EXERCISE — The whole listing should be retyped exactly as it appears.

INFORMATION SHOWN —
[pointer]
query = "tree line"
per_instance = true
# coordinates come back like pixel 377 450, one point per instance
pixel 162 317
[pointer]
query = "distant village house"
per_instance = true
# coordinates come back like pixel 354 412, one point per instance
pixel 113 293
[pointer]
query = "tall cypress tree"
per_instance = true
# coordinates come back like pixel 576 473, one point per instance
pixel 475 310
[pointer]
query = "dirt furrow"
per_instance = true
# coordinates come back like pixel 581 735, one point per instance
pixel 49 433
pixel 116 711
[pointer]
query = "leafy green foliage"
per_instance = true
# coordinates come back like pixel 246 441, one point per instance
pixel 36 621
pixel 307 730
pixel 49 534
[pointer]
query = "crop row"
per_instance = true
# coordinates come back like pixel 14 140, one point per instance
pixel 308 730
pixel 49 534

RESPONSE AREA —
[pointer]
query = "tree line"
per_instance = true
# coordinates come back like pixel 377 450, one point per instance
pixel 162 317
[pointer]
query = "distant village house"
per_instance = true
# coordinates come back like pixel 354 412, one point per instance
pixel 113 293
[pointer]
query = "tall cypress tree"
per_instance = true
# coordinates come back like pixel 576 473, one point per instance
pixel 475 310
[pointer]
query = "dirt furrow"
per_instance = true
# coordinates come back like pixel 581 735, one point per instance
pixel 49 433
pixel 116 711
[pointer]
query = "leafy green foliage"
per_instance = true
# coordinates come back like pixel 246 441, one point per instance
pixel 36 621
pixel 307 730
pixel 49 534
[pointer]
query = "crop row"
per_instance = true
# coordinates come back like pixel 14 140, one point per instance
pixel 308 730
pixel 49 534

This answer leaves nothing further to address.